▸ **ASSIGNMENT**: Repeat the data in full. No line may differ from the original.

Saved entries:
________________________________________

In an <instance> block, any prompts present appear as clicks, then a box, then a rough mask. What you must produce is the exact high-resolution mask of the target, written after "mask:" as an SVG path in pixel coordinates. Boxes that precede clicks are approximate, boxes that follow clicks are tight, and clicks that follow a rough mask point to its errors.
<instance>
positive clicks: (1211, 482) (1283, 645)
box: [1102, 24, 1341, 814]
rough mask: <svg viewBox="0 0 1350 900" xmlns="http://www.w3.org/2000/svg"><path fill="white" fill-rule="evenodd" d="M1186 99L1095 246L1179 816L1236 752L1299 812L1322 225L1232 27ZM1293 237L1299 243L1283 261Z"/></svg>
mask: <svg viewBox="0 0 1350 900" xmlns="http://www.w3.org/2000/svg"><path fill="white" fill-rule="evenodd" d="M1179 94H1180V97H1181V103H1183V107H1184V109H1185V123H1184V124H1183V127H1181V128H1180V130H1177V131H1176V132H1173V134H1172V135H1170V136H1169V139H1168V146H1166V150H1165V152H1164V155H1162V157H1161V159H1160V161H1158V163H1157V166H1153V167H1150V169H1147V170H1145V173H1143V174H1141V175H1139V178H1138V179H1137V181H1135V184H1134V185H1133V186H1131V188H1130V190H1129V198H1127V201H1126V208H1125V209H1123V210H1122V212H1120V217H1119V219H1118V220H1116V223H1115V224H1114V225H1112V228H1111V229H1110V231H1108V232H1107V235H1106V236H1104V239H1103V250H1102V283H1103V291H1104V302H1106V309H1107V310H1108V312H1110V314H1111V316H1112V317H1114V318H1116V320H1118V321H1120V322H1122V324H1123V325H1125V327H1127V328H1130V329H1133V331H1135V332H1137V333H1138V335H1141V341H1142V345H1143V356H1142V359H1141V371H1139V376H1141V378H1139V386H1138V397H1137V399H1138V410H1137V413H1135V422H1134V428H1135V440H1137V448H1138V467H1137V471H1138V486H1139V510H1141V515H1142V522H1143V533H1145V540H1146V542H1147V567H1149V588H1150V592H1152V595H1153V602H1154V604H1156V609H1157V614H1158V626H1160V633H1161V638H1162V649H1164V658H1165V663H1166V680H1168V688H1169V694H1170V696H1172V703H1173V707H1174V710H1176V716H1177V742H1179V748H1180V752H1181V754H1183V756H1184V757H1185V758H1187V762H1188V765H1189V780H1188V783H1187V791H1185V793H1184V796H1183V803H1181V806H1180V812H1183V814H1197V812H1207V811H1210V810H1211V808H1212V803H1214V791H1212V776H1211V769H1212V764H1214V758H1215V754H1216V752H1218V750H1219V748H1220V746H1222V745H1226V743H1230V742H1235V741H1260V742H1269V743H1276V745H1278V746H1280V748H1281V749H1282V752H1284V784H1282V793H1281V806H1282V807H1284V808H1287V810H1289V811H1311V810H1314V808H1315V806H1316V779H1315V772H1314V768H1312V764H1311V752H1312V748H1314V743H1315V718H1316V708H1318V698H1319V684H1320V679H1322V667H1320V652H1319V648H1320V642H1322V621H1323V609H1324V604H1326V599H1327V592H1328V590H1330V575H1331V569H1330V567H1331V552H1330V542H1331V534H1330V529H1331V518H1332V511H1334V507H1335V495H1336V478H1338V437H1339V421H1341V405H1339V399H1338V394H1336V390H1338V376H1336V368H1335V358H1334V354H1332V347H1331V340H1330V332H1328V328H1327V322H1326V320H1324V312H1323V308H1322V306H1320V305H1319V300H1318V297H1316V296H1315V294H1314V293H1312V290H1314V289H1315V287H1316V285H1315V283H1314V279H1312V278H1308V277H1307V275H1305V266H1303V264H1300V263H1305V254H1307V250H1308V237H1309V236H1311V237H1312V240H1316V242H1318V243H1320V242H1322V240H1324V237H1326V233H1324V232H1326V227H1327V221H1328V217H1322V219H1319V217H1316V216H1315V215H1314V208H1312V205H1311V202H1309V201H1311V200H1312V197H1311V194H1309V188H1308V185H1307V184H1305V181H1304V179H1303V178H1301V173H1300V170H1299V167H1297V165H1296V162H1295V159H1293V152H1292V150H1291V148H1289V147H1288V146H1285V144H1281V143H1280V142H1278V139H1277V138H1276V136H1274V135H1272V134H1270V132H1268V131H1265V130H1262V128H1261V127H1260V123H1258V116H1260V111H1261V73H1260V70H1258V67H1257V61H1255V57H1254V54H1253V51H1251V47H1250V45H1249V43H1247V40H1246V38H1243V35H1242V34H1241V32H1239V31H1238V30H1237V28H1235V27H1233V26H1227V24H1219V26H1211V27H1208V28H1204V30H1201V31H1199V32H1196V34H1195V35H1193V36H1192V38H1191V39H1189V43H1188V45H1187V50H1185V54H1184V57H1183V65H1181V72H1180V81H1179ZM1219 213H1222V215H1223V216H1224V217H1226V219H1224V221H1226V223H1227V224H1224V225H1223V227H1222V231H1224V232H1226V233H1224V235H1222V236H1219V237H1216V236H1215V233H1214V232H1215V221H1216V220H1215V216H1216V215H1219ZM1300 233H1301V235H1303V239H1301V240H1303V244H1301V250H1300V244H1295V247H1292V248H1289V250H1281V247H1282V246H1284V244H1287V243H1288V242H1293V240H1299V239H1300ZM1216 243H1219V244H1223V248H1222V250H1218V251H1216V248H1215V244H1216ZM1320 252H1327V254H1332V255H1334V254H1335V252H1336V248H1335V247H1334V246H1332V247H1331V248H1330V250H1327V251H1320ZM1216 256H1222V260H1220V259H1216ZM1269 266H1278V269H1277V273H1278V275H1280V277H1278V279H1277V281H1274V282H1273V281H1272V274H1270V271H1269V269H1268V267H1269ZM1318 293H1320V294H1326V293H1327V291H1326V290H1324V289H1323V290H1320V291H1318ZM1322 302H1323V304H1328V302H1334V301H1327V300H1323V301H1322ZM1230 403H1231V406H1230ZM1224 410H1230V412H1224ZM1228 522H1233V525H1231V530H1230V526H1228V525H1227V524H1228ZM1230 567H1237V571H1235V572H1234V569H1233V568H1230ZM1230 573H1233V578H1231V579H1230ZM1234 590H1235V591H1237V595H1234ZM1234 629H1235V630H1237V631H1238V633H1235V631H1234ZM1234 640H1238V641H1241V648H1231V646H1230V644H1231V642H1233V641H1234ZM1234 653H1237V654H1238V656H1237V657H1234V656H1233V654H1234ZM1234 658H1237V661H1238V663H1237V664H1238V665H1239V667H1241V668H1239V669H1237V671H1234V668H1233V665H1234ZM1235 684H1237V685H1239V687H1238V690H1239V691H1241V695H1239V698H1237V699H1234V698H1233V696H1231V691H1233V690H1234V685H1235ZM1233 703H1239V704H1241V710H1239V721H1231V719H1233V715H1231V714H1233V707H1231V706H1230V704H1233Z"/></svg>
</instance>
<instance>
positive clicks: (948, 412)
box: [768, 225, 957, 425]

________________________________________

▸ **OUTPUT FOR THIS TASK**:
In an <instance> block, any prompts present appear as clicks, then a box, then a rough mask. What you must produce is the exact high-resolution mask of the target, written after "mask:" as an SVG path in pixel coordinates. Boxes that precede clicks are approximate, boxes that follow clicks are tight, and clicks that follow a rough mask point to its errors.
<instance>
positive clicks: (1211, 482) (1283, 645)
box: [1102, 24, 1341, 814]
rough mask: <svg viewBox="0 0 1350 900" xmlns="http://www.w3.org/2000/svg"><path fill="white" fill-rule="evenodd" d="M1186 99L1095 246L1179 816L1236 752L1299 812L1322 225L1232 27ZM1293 237L1299 243L1283 261Z"/></svg>
mask: <svg viewBox="0 0 1350 900" xmlns="http://www.w3.org/2000/svg"><path fill="white" fill-rule="evenodd" d="M1179 94H1180V97H1181V103H1183V107H1184V109H1185V123H1184V124H1183V127H1181V128H1180V130H1177V131H1176V132H1173V134H1172V135H1170V136H1169V139H1168V146H1166V150H1165V152H1164V155H1162V157H1161V159H1160V161H1158V163H1157V166H1153V167H1150V169H1147V170H1145V173H1143V174H1141V175H1139V178H1138V179H1137V181H1135V184H1134V185H1133V186H1131V188H1130V190H1129V198H1127V201H1126V208H1125V209H1123V210H1122V212H1120V217H1119V219H1118V220H1116V223H1115V224H1114V225H1112V228H1111V229H1110V231H1108V232H1107V235H1106V236H1104V239H1103V250H1102V283H1103V291H1104V302H1106V309H1107V310H1108V312H1110V314H1111V316H1112V317H1114V318H1116V320H1118V321H1120V322H1122V324H1123V325H1125V327H1127V328H1130V329H1133V331H1135V332H1137V333H1138V335H1141V341H1142V345H1143V356H1142V359H1141V371H1139V376H1141V378H1139V386H1138V397H1137V399H1138V410H1137V413H1135V422H1134V428H1135V440H1137V448H1138V467H1137V471H1138V486H1139V510H1141V515H1142V522H1143V533H1145V540H1146V542H1147V567H1149V588H1150V592H1152V595H1153V602H1154V604H1156V609H1157V614H1158V626H1160V633H1161V638H1162V649H1164V658H1165V663H1166V680H1168V688H1169V694H1170V696H1172V703H1173V707H1174V710H1176V716H1177V742H1179V748H1180V752H1181V754H1183V756H1184V757H1185V758H1187V762H1188V765H1189V780H1188V783H1187V791H1185V793H1184V796H1183V803H1181V806H1180V812H1183V814H1197V812H1207V811H1210V810H1211V808H1212V803H1214V791H1212V776H1211V769H1212V764H1214V758H1215V754H1216V752H1218V750H1219V748H1220V746H1222V745H1226V743H1230V742H1235V741H1260V742H1269V743H1276V745H1278V746H1280V748H1281V749H1282V752H1284V784H1282V793H1281V806H1282V807H1284V808H1287V810H1289V811H1311V810H1314V808H1315V806H1316V779H1315V772H1314V768H1312V764H1311V752H1312V748H1314V743H1315V718H1316V708H1318V698H1319V684H1320V679H1322V667H1320V652H1319V648H1320V642H1322V621H1323V609H1324V604H1326V599H1327V592H1328V590H1330V575H1331V569H1330V567H1331V552H1330V542H1331V534H1330V529H1331V518H1332V511H1334V507H1335V495H1336V478H1338V437H1339V421H1341V405H1339V399H1338V394H1336V390H1338V376H1336V368H1335V358H1334V354H1332V347H1331V340H1330V332H1328V328H1327V322H1326V320H1324V312H1323V308H1322V306H1320V305H1319V300H1318V297H1316V296H1315V294H1314V293H1312V290H1314V289H1315V287H1316V285H1315V283H1314V279H1312V278H1308V277H1307V275H1305V266H1303V264H1300V263H1305V254H1307V250H1308V237H1309V236H1311V237H1312V240H1316V242H1318V243H1320V242H1322V240H1324V237H1326V233H1324V232H1326V227H1327V221H1328V217H1322V219H1319V217H1316V216H1315V215H1314V208H1312V205H1311V202H1309V201H1311V200H1312V197H1311V194H1309V188H1308V185H1307V184H1305V181H1304V179H1303V178H1301V173H1300V170H1299V167H1297V165H1296V162H1295V159H1293V152H1292V150H1291V148H1289V147H1288V146H1285V144H1281V143H1280V142H1278V139H1277V138H1276V136H1274V135H1272V134H1270V132H1268V131H1265V130H1262V128H1261V127H1260V123H1258V116H1260V111H1261V73H1260V70H1258V67H1257V61H1255V57H1254V54H1253V51H1251V47H1250V45H1249V43H1247V40H1246V38H1243V35H1242V34H1241V32H1239V31H1238V30H1237V28H1235V27H1233V26H1227V24H1219V26H1211V27H1208V28H1204V30H1201V31H1199V32H1196V34H1195V35H1193V36H1192V38H1191V39H1189V43H1188V45H1187V50H1185V54H1184V57H1183V65H1181V72H1180V81H1179ZM1219 213H1222V215H1223V216H1224V217H1226V219H1224V221H1226V223H1227V224H1224V225H1223V227H1222V231H1224V232H1226V233H1224V235H1222V236H1219V237H1216V236H1215V233H1214V232H1215V221H1216V220H1215V216H1216V215H1219ZM1300 233H1301V235H1303V239H1301V240H1303V244H1301V250H1300V244H1295V247H1292V248H1289V250H1281V247H1282V246H1284V244H1287V243H1288V242H1293V240H1299V239H1300ZM1216 243H1219V244H1223V248H1222V250H1218V251H1216V248H1215V244H1216ZM1320 252H1327V254H1332V255H1334V254H1335V252H1336V248H1335V247H1334V246H1332V247H1331V248H1330V250H1327V251H1320ZM1216 256H1222V260H1220V259H1216ZM1269 266H1278V269H1277V273H1278V275H1280V277H1278V279H1277V281H1274V282H1273V281H1272V274H1270V271H1269V269H1268V267H1269ZM1318 293H1320V294H1326V293H1327V291H1326V290H1324V289H1323V290H1320V291H1318ZM1322 302H1323V304H1328V302H1334V301H1327V300H1323V301H1322ZM1230 403H1231V406H1230ZM1224 410H1230V412H1224ZM1228 522H1233V525H1231V530H1230V526H1228V525H1227V524H1228ZM1230 567H1237V571H1235V572H1234V569H1233V568H1230ZM1230 573H1233V578H1231V579H1230ZM1234 590H1235V591H1237V595H1234ZM1234 629H1235V630H1237V631H1238V633H1235V631H1234ZM1234 640H1238V641H1241V648H1231V646H1230V644H1231V642H1233V641H1234ZM1234 653H1237V654H1238V656H1237V657H1234V656H1233V654H1234ZM1234 658H1237V661H1238V663H1237V664H1238V665H1239V667H1241V668H1239V669H1237V671H1234V668H1233V665H1234ZM1235 684H1237V685H1239V687H1238V690H1239V691H1241V695H1239V698H1237V699H1234V698H1233V696H1231V691H1233V690H1234V685H1235ZM1233 703H1239V704H1241V710H1239V721H1231V719H1233V715H1231V714H1233V707H1231V706H1230V704H1233Z"/></svg>
</instance>
<instance>
positive clicks: (948, 412)
box: [768, 225, 957, 425]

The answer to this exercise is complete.